Una maquinaria que nunca se sacia.

El poder, en su forma más pura, es un movimiento continuo. Nunca se detiene: expande, ocupa, transforma, se infiltra. Desde los imperios de la antigüedad hasta las corporaciones tecnológicas del presente, su lógica es siempre la misma: alcanzar nuevos territorios de influencia, incluso cuando esos territorios ya no son físicos sino simbólicos. Como afirma Michel Foucault, “el poder no se posee: se ejerce”; se trata de una red dinámica que atraviesa cuerpos, discursos e instituciones, moldeando cómo vivimos, qué deseamos y hasta lo que pensamos que somos.

Gobernar emociones para gobernar la realidad

El poder político no se mantiene solo mediante la fuerza legal o militar. Necesita administrar expectativas y regular afectos. Hannah Arendt describe el poder como la capacidad de actuar en común, pero el poder político contemporáneo opera muchas veces generando dependencia emocional: promete protección ante el miedo, orden frente al caos, identidad ante la incertidumbre. De ese modo se vuelve indispensable.

Se gobierna a través de relatos: enemigos invisibles, amenazas externas, crisis constantes. La expansión política se basa en la construcción de narrativas de necesidad: la idea de que sin una estructura fuerte que decida por nosotros, el mundo se desmoronaría. El resultado es un ciudadano que acepta sin cuestionar, porque se convence de que lo contrario sería peligroso. Al final, como diría Foucault, “el poder triunfa cuando ya no es reconocido como poder”.

Cuando el deseo se convierte en mercancía

Karl Marx explicó que el capitalismo no solo explota trabajo: trastorna la vida entera hacia el intercambio. No se conforma con organizar la producción; necesita penetrar en el deseo, convertirlo en motor de crecimiento. El consumo se transforma en una especie de moral moderna: comprar es pertenecer, producir es existir.

El sistema económico se vuelve una colonización de la subjetividad. Nos define a través de métricas: más productividad, más rendimiento, más utilidad. Quien no se adapta queda excluido, marcado como falla. Así, la expansión del poder económico se sostiene en una ficción poderosa: la ilusión de libertad individual. Tal como señala Zygmunt Bauman, vivimos en una sociedad donde “uno es tratado como producto antes que como ciudadano”. La libre elección se vuelve el disfraz perfecto del control.

Disciplina sin violencia

El poder es más eficiente cuando no necesita imponerse, cuando son las personas mismas quienes regulan y vigilan a los demás. Sigmund Freud ya advertía cómo la cultura fuerza al individuo a reprimir sus impulsos para ser aceptado, generando culpa y malestar. Hoy, esa vigilancia de la norma actúa sin látigos ni cárceles: se filtra en los criterios de éxito, de belleza, de prestigio.

* _Registros del conjunto_:
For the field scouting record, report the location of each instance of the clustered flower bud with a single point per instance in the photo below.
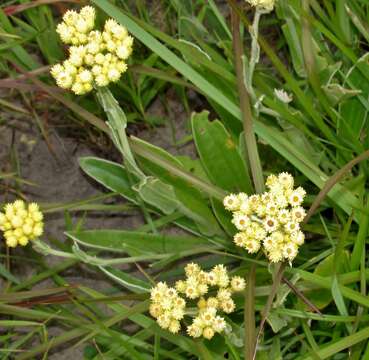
(95, 58)
(267, 5)
(270, 220)
(21, 223)
(169, 308)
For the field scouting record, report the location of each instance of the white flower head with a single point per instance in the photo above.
(283, 96)
(267, 5)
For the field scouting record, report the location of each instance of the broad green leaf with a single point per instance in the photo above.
(112, 175)
(136, 243)
(157, 193)
(125, 279)
(344, 198)
(192, 202)
(219, 154)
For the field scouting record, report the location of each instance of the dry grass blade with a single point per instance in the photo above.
(332, 181)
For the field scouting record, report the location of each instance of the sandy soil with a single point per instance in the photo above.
(56, 178)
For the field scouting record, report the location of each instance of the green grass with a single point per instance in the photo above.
(316, 52)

* _Instrucciones de tareas_:
• A. Reescribe todo el fragmento del texto sobre el poder que va desde "El poder, en" hasta "pensamos que somos.", reemplazando "territorios" por "dominios".
• B. Prolonga el texto sobre el poder con un fragmento nuevo que empiece justo después de su última oración.

* _Respuestas_:
• A.
El poder, en su forma más pura, es un movimiento continuo. Nunca se detiene: expande, ocupa, transforma, se infiltra. Desde los imperios de la antigüedad hasta las corporaciones tecnológicas del presente, su lógica es siempre la misma: alcanzar nuevos dominios de influencia, incluso cuando esos dominios ya no son físicos sino simbólicos. Como afirma Michel Foucault, “el poder no se posee: se ejerce”; se trata de una red dinámica que atraviesa cuerpos, discursos e instituciones, moldeando cómo vivimos, qué deseamos y hasta lo que pensamos que somos.

• B.
Lo que llamamos “normalidad” es una frontera política: delimita quién es valioso y quién debe ser corregido. Quien se desvía es objeto de burla, sospecha o exclusión. Foucault describe este proceso como biopolítica: el poder que administra la vida misma, que define qué cuerpos son útiles y cuáles no. Así, la sociedad se transforma en un espacio disciplinado, donde la obediencia se premia y la diferencia se oprime.

El dominio más silencioso

Si hay un escenario donde la expansión del poder se vuelve casi total, es en la tecnología. Byung-Chul Han señala que “la libertad se convierte en coerción cuando uno se explota a sí mismo creyendo que se realiza”. La eficiencia es nuestra nueva identidad, y la conexión constante, una obligación.

La tecnología no impone: seduce. No limita: optimiza. Pero esa optimización exige transparencia total: comportamiento medible, accesible, previsible. El ser humano se convierte en dato, y el dato en una herramienta de gobernabilidad. Gilles Deleuze advirtió el paso de una sociedad disciplinaria —con límites claros y prohibiciones visibles— a una sociedad del control, donde la vigilancia se difumina y se pega a la piel. La expansión tecnológica ya no necesita cadenas: se alimenta de nuestra rutina diaria.

La razón profunda de toda expansión

¿Por qué el poder no puede quedarse quieto? Friedrich Nietzsche ofrece una pista: el poder desea más poder, porque la vida misma es impulso de expansión, fuerza que quiere volverse superior a sus límites. Pero cuando la estructura se obsesiona con controlar todo lo vivo, cae en una paradoja: asfixia la vitalidad que pretende dominar.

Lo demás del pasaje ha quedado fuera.